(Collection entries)
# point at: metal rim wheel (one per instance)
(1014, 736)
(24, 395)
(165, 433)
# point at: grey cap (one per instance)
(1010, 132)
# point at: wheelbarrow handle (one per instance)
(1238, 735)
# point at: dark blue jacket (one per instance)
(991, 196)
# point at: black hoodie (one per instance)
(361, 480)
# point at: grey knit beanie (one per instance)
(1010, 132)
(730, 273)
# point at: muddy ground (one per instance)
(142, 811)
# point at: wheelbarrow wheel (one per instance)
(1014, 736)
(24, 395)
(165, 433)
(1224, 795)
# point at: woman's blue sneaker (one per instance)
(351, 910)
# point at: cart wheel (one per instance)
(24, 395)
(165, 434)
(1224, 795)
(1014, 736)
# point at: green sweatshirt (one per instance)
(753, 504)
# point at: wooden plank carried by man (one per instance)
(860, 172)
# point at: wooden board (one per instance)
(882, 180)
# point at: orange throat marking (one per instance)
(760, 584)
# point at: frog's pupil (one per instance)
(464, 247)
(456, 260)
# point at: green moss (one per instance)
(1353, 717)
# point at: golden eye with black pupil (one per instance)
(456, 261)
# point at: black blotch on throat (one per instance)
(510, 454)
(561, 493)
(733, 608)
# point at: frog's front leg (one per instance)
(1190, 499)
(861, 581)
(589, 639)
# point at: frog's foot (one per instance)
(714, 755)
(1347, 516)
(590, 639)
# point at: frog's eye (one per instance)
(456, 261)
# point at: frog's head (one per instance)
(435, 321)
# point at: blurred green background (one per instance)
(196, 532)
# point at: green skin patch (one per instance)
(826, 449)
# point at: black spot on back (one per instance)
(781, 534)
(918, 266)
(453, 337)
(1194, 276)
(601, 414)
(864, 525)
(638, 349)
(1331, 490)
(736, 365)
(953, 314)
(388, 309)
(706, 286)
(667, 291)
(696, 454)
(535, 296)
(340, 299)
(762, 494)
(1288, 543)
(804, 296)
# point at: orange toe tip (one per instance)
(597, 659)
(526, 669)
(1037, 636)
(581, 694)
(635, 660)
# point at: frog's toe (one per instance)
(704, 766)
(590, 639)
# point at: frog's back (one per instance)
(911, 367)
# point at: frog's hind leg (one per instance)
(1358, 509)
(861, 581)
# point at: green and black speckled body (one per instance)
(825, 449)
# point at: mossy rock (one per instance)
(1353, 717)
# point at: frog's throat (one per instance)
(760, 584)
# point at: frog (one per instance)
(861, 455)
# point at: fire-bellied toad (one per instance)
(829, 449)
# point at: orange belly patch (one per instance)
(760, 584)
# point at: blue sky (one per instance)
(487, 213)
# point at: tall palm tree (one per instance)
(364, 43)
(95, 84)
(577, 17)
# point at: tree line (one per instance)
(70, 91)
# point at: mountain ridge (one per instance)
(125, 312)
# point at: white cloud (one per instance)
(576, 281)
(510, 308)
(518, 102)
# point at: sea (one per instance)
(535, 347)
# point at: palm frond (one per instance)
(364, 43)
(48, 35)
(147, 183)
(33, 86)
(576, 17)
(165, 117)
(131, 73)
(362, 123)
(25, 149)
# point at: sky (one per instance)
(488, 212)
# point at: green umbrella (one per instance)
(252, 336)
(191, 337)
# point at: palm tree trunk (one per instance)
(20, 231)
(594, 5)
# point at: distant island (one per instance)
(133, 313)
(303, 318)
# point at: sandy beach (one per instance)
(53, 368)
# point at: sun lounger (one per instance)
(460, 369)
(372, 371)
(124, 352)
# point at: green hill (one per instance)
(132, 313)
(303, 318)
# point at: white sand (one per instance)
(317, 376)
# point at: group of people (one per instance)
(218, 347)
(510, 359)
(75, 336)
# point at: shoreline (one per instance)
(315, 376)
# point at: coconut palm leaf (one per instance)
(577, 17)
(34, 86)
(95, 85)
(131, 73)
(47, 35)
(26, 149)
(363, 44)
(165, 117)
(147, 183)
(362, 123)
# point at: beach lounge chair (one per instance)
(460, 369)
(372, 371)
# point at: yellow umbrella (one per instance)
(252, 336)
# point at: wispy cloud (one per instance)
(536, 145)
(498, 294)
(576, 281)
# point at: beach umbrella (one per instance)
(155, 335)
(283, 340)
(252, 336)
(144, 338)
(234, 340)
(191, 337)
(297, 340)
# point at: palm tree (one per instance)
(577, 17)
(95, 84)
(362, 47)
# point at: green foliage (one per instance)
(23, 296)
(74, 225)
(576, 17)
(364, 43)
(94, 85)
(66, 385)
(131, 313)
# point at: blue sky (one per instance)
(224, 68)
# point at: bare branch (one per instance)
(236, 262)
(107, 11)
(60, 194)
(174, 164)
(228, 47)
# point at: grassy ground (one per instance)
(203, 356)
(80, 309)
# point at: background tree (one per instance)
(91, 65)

- [TASK BRIEF]
Each entry above is to be written out exactly.

- [WRITTEN REPLY]
# point at: metal rim wheel (one per instance)
(1014, 736)
(24, 395)
(165, 433)
# point at: grey cap (one per instance)
(1010, 132)
# point at: wheelbarrow handle (one per instance)
(1238, 735)
# point at: dark blue jacket (one per instance)
(991, 196)
# point at: black hoodie (one per instance)
(361, 480)
# point at: grey knit beanie (one per instance)
(1010, 132)
(730, 273)
# point at: muddy ground (one per instance)
(142, 811)
# point at: wheelbarrow wheel (one per instance)
(1014, 736)
(24, 395)
(165, 433)
(1224, 795)
# point at: woman's blue sneaker (one per instance)
(351, 910)
# point at: cart wheel (one per instance)
(24, 395)
(165, 434)
(1224, 795)
(1014, 736)
# point at: green sweatshirt (one per instance)
(753, 504)
# point at: wooden plank carried by man (one per instance)
(860, 172)
# point at: wooden board (one per instance)
(882, 180)
# point at: orange throat marking (one per instance)
(760, 584)
# point at: frog's pupil (one per instance)
(464, 247)
(456, 260)
# point at: green moss (one per instance)
(1353, 717)
# point at: golden eye with black pupil (one per instance)
(456, 261)
# point at: black blotch on throat (one per instance)
(510, 454)
(561, 493)
(733, 608)
# point at: frog's front leg (one per instance)
(1190, 499)
(861, 581)
(589, 639)
# point at: frog's foot (one per instance)
(714, 755)
(1347, 516)
(590, 639)
# point at: frog's eye (one per instance)
(456, 261)
# point at: frog's head (one per instance)
(435, 321)
# point at: blurred green background (one per instance)
(196, 532)
# point at: green skin patch (one per instance)
(826, 449)
# point at: black spot on back (one per instance)
(781, 534)
(918, 266)
(453, 337)
(1194, 276)
(601, 414)
(864, 525)
(638, 349)
(1331, 490)
(736, 365)
(953, 314)
(388, 309)
(706, 286)
(667, 291)
(696, 454)
(535, 296)
(340, 299)
(762, 494)
(1288, 543)
(804, 296)
# point at: orange toe tip (one per instance)
(597, 659)
(526, 669)
(1037, 636)
(581, 694)
(635, 660)
# point at: frog's toe (one per instance)
(704, 766)
(590, 639)
# point at: frog's back (one per instance)
(911, 367)
# point at: frog's hind leg (one per instance)
(1358, 509)
(861, 581)
# point at: green and black speckled body (one per instance)
(825, 449)
# point at: mossy rock (one per instance)
(1353, 717)
# point at: frog's throat (one per instance)
(760, 584)
# point at: frog (one per instance)
(861, 455)
# point at: fire-bellied toad (one per instance)
(829, 449)
# point at: orange belly patch (one per instance)
(760, 584)
# point at: blue sky (one per instance)
(487, 213)
# point at: tall palm tree (one per instance)
(364, 43)
(95, 84)
(577, 17)
# point at: tree line (one per instance)
(70, 91)
# point at: mountain ridge (one per instance)
(125, 312)
# point at: white cloud (one per instance)
(576, 281)
(510, 308)
(518, 102)
# point at: sea (one per instance)
(535, 347)
# point at: palm frond (one per instance)
(364, 43)
(48, 35)
(147, 183)
(33, 86)
(576, 17)
(165, 117)
(131, 73)
(362, 123)
(25, 149)
# point at: sky (one per instance)
(488, 212)
# point at: green umbrella (one per instance)
(252, 336)
(191, 337)
# point at: palm tree trunk (one per instance)
(20, 231)
(594, 5)
# point at: distant island (one per instance)
(133, 313)
(303, 318)
# point at: sandy beach (one per instance)
(53, 368)
# point at: sun lounger (one per instance)
(460, 369)
(372, 371)
(124, 352)
# point at: green hill (one per instance)
(132, 313)
(303, 318)
# point at: white sand (one per instance)
(317, 376)
# point at: group of people (one per instance)
(218, 347)
(510, 359)
(75, 336)
# point at: shoreline (one per instance)
(315, 376)
# point at: coconut palm leaf (one per instance)
(577, 17)
(34, 86)
(95, 85)
(131, 73)
(47, 35)
(26, 149)
(363, 44)
(165, 117)
(147, 183)
(362, 123)
# point at: beach lounge chair (one per instance)
(460, 369)
(372, 371)
# point at: yellow umbrella (one per instance)
(252, 336)
# point at: wispy cloud (one per instance)
(536, 145)
(498, 294)
(576, 281)
# point at: beach umbrella (one per instance)
(155, 335)
(283, 340)
(252, 336)
(144, 338)
(234, 340)
(191, 337)
(297, 340)
# point at: palm tree (one per instance)
(577, 17)
(95, 84)
(362, 47)
# point at: green foliage (one per instance)
(23, 296)
(74, 225)
(576, 17)
(364, 43)
(94, 85)
(66, 385)
(131, 313)
# point at: blue sky (one per instance)
(224, 68)
# point at: bare branch (one per instance)
(236, 262)
(107, 11)
(60, 194)
(174, 164)
(228, 47)
# point at: grassy ground (one per instance)
(203, 356)
(80, 309)
# point at: background tree (one per instance)
(91, 65)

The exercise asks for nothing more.